**Selection**

Worksheet¶
Individual sheets/tabs within spreadsheets - structured data with columns and rows
Overview¶
The Worksheet (or Sheet) entity represents an individual worksheet/tab within a spreadsheet file. Worksheets contain structured tabular data with named columns, typed values, formulas, and formatting. They are analogous to database tables but in collaborative spreadsheet form.
Hierarchy:
graph LR
DS[Drive Service] --> DIR[Directory]
DIR --> SHEET[Spreadsheet]
SHEET --> WS[Worksheet]
WS --> COL[Columns]
style DS fill:#667eea,color:#fff
style DIR fill:#4facfe,color:#fff
style SHEET fill:#00f2fe,color:#333
style WS fill:#e0f2fe,color:#333,stroke:#4c51bf,stroke-width:3px
style COL fill:#f5f7fa,color:#333 Schema Specifications¶
View the complete Worksheet schema in your preferred format:
Complete JSON Schema Definition
{
"$id": "https://open-metadata.org/schema/entity/data/worksheet.json",
"$schema": "http://json-schema.org/draft-07/schema#",
"title": "Worksheet",
"description": "Individual worksheet/sheet within a spreadsheet file.",
"type": "object",
"definitions": {
"columnDefinition": {
"type": "object",
"properties": {
"name": {
"type": "string",
"description": "Column header name"

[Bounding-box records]
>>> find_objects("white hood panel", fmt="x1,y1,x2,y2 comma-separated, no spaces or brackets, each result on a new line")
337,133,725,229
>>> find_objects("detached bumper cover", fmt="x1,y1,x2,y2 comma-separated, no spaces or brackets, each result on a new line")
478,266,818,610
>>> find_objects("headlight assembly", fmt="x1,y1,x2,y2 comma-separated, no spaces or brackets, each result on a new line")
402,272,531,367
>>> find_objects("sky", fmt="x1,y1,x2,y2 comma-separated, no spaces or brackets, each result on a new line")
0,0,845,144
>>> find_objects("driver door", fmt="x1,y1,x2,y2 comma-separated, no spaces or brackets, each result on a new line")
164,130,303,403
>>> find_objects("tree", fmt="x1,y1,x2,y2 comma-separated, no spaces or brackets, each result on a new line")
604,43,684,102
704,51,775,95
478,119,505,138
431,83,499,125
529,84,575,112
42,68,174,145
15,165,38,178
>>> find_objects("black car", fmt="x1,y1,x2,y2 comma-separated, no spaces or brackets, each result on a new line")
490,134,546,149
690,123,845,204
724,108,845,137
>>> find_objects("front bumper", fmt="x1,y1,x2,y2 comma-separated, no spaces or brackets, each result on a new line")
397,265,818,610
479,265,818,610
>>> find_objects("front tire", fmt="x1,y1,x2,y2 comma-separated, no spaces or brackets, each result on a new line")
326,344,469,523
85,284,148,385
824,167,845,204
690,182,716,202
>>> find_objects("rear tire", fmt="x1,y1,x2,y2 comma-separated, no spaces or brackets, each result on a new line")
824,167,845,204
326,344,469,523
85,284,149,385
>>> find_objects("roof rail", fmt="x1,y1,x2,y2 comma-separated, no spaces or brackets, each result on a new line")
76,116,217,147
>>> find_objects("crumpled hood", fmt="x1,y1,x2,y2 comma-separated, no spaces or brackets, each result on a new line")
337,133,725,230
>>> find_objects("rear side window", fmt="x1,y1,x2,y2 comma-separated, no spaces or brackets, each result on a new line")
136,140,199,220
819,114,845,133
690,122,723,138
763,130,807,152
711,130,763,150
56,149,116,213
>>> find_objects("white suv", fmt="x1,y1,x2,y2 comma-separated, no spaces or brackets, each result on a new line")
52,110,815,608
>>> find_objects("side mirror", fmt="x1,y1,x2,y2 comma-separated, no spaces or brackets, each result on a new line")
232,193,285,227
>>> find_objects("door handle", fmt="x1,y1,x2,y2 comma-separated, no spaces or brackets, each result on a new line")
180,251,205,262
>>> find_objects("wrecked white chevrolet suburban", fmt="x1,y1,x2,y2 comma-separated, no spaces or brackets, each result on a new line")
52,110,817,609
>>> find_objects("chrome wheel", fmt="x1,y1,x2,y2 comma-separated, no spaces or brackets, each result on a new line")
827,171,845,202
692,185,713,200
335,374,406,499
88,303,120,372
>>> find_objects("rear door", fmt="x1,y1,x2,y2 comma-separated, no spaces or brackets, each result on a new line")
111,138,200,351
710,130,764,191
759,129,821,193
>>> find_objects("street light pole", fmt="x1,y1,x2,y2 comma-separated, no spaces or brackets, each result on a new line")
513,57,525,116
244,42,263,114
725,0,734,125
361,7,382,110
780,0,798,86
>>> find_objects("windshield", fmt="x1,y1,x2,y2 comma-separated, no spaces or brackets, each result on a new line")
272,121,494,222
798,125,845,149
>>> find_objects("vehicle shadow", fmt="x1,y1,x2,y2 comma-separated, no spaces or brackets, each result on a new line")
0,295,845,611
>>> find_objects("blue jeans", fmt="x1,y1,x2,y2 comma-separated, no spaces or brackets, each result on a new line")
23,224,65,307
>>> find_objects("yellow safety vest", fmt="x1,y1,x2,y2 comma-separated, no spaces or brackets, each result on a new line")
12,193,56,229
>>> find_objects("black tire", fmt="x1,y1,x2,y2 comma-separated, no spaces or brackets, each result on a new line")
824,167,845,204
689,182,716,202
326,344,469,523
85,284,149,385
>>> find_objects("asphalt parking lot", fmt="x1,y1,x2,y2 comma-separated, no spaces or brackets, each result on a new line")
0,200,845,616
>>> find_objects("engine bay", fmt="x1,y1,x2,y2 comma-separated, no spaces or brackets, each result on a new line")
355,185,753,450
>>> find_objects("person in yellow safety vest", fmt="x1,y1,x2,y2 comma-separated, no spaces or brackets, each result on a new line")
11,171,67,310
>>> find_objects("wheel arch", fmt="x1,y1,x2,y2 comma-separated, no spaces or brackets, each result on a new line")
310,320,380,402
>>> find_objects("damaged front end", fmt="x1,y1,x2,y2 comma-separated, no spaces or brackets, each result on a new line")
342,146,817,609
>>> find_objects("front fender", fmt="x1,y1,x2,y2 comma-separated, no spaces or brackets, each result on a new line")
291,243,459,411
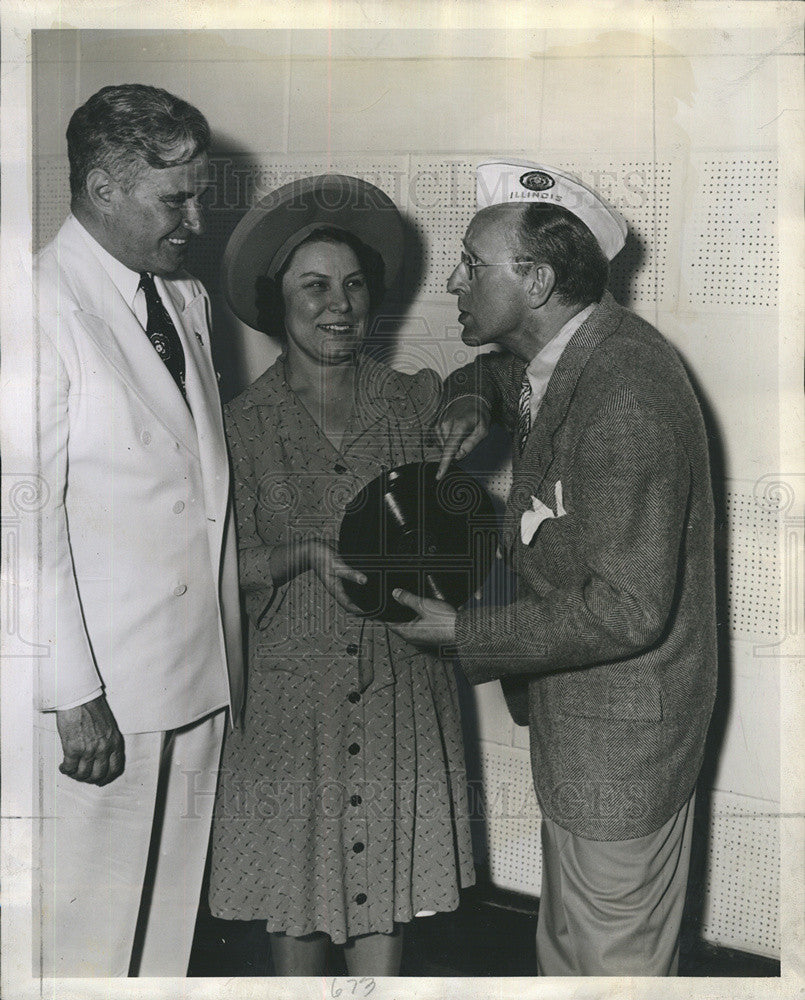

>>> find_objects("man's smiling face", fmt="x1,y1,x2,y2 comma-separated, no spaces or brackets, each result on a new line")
106,153,209,275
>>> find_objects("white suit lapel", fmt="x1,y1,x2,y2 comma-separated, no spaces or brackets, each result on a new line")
156,277,229,521
59,220,198,454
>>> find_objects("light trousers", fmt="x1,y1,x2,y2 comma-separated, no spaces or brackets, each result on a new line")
537,796,694,976
33,709,225,977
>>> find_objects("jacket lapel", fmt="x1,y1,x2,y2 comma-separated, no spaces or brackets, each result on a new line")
156,277,229,527
59,220,197,454
504,292,620,537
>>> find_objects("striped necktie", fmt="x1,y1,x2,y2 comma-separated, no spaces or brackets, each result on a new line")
517,372,531,455
140,271,187,401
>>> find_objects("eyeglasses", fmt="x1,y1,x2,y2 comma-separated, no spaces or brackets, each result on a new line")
461,250,534,281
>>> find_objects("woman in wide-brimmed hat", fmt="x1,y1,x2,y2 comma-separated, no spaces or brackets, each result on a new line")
204,175,474,975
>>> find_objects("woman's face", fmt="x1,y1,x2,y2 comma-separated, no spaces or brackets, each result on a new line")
282,241,369,365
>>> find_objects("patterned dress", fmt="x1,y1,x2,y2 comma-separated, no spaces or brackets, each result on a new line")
210,358,474,944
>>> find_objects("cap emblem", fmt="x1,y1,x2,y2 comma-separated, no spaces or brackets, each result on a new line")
520,170,555,191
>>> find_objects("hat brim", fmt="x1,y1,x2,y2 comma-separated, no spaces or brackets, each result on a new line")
222,174,403,333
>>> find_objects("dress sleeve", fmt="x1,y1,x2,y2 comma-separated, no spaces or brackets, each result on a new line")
224,404,276,628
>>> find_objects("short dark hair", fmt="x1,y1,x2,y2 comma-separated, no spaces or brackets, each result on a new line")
67,83,212,198
255,226,386,337
512,202,609,305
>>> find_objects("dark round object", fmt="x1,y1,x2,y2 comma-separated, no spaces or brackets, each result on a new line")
338,462,498,622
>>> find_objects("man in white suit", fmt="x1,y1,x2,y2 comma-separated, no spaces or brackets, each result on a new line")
34,84,242,976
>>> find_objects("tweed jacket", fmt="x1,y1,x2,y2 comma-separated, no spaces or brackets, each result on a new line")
448,293,716,840
35,216,243,733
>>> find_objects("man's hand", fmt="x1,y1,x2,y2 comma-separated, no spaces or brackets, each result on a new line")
436,396,492,479
56,694,125,785
388,588,456,656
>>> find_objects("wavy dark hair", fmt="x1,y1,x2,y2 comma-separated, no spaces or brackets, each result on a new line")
255,226,386,337
512,202,609,305
67,83,212,199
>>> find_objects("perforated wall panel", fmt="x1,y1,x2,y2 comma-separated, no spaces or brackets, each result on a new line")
702,792,780,958
688,154,780,310
409,154,679,303
33,156,70,250
481,743,542,896
481,743,780,957
726,487,783,640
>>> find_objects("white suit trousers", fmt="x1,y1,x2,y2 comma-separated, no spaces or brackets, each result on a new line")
33,709,226,977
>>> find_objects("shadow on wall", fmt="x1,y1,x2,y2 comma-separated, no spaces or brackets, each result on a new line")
609,227,646,309
682,358,732,951
187,134,270,401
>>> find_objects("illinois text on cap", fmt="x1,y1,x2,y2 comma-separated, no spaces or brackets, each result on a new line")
476,160,627,260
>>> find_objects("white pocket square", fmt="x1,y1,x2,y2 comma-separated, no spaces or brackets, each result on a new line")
520,479,567,545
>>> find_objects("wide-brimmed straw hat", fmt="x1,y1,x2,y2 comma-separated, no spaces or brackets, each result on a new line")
222,174,403,329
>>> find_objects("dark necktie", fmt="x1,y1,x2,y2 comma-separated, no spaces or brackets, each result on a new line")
140,271,187,400
517,372,531,455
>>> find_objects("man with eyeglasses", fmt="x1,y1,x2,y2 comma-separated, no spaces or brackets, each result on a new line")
395,161,716,976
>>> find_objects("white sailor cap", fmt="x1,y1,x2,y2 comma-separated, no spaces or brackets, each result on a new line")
476,160,627,260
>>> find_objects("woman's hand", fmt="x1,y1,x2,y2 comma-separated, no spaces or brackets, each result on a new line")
436,396,491,479
388,588,456,656
305,539,366,615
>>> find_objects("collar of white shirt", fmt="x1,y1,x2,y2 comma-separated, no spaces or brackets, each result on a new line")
526,302,598,424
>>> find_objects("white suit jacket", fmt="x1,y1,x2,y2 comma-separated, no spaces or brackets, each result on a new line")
34,216,243,733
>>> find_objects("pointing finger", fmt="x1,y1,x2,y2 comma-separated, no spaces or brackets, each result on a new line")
391,587,422,615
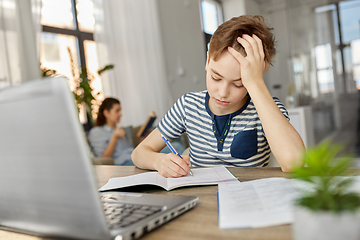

**Stated goal**
Answer these questions from the worksheet text:
(a) What does the Worksheet entity represent?
(b) In the hierarchy, which entity sits directly above Worksheet?
(c) Which JSON Schema draft does the schema definition reference?
The material is separate from the worksheet text.

**Exercise result**
(a) An individual worksheet/tab within a spreadsheet file.
(b) Spreadsheet.
(c) Draft-07.